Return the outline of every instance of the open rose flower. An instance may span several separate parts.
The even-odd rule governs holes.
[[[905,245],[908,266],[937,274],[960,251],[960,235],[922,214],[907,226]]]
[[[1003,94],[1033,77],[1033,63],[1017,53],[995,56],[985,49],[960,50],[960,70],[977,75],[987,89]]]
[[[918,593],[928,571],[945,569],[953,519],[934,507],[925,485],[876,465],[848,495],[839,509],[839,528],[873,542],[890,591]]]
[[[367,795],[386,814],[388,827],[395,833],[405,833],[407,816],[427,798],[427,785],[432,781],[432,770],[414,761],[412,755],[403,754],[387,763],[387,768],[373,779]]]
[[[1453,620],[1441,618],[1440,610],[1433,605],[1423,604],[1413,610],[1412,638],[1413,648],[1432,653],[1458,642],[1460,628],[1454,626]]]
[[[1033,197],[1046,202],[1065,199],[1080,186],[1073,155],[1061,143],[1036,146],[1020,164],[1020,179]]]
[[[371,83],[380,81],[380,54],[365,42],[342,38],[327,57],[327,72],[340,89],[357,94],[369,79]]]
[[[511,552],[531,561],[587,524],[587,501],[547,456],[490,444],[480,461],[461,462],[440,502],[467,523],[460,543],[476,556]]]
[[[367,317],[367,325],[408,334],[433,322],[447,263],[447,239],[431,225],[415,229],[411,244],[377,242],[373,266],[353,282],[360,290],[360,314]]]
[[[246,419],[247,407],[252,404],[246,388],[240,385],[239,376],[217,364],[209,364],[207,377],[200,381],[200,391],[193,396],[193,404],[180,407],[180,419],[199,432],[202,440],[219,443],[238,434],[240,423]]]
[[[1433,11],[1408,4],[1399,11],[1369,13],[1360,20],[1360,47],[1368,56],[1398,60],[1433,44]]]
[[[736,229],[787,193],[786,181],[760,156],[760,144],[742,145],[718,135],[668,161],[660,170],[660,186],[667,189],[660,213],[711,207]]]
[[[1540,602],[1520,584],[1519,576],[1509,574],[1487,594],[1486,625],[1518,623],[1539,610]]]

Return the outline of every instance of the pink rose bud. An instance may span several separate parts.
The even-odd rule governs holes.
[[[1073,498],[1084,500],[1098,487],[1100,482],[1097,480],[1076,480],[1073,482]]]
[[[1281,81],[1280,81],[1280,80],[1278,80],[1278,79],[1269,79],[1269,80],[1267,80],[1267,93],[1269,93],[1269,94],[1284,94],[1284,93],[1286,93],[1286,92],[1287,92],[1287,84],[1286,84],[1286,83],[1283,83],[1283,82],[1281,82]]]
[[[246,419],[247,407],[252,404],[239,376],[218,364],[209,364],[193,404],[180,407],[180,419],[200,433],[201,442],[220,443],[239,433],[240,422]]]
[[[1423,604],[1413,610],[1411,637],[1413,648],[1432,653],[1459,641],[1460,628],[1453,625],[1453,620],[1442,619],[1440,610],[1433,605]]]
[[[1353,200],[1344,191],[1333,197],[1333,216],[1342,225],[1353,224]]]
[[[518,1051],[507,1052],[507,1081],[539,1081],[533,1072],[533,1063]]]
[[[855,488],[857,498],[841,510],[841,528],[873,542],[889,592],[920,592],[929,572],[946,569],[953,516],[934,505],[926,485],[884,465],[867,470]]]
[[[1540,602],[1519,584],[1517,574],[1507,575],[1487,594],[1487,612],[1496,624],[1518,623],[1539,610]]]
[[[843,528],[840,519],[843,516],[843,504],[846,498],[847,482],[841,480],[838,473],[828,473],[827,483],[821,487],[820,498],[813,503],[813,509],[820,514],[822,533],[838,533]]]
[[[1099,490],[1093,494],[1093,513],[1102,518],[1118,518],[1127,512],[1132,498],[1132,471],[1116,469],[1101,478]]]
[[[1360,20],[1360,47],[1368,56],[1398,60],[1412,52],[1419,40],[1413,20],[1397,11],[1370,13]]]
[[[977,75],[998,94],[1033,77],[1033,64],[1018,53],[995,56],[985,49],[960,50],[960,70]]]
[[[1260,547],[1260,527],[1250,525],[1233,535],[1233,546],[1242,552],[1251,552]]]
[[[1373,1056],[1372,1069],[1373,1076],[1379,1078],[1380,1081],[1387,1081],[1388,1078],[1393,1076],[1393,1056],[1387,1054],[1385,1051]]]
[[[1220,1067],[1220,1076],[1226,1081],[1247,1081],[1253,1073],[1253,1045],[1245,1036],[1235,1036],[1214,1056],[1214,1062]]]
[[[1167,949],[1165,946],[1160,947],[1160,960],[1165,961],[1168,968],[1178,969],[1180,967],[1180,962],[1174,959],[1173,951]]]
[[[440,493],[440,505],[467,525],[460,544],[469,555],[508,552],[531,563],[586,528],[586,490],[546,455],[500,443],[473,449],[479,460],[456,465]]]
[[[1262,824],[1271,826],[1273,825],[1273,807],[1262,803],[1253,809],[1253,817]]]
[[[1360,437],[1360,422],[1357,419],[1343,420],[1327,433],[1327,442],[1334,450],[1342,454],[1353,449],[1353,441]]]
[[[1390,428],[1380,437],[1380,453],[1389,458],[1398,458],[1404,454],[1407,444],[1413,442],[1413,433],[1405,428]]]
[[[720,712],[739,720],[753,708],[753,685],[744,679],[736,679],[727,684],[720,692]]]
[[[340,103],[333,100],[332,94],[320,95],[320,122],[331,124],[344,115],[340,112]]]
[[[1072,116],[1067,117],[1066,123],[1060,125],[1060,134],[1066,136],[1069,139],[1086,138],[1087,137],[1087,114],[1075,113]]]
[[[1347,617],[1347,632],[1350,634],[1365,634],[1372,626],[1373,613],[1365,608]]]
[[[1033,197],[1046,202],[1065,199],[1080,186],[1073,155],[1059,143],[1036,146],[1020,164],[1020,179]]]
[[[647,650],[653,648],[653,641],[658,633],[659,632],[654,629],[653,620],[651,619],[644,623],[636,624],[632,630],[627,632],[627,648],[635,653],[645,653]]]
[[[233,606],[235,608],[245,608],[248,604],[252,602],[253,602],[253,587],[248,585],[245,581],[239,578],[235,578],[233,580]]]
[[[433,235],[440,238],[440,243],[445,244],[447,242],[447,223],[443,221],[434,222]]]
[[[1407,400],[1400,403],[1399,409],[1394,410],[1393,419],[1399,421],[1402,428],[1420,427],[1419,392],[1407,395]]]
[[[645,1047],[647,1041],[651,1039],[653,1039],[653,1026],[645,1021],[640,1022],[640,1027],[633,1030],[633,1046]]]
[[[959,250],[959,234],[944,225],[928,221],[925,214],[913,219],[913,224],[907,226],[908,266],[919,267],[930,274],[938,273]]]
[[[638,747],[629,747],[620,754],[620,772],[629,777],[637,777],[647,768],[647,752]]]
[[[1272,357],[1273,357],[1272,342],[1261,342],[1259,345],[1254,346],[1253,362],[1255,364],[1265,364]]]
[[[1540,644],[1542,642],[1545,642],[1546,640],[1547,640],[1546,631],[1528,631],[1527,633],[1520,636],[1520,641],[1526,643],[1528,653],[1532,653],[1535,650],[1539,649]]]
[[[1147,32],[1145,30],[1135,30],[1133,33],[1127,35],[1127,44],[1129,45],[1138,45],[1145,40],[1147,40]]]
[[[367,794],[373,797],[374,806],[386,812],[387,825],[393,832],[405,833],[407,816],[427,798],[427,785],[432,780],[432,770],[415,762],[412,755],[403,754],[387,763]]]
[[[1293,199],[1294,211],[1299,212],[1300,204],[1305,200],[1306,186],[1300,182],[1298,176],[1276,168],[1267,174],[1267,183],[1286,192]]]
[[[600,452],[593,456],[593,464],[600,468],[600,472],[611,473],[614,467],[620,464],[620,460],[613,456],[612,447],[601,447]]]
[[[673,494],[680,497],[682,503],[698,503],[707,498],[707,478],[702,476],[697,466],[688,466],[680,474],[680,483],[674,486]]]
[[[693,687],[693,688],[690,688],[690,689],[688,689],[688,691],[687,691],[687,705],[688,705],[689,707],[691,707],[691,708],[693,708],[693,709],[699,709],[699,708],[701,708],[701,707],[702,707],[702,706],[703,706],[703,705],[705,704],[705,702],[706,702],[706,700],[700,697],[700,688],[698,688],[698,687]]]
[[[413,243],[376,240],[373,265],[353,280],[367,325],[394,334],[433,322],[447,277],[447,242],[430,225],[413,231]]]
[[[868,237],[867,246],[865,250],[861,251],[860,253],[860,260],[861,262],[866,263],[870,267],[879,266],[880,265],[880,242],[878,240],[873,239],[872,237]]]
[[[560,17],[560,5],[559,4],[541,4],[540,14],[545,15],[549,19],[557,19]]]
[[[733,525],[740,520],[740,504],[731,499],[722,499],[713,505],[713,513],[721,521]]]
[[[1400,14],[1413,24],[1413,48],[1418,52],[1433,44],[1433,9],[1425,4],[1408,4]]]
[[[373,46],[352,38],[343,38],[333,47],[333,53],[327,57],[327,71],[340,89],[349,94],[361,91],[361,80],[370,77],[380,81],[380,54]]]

▸ **What you are asked to do**:
Pull every line that holds the string "several" out of the records.

▸ **Solution to this problem**:
Return the outline of every instance of the open rose flower. An instance may span several separate parts.
Return the outline of every instance of the pink rose bud. An instance may span several separate parts.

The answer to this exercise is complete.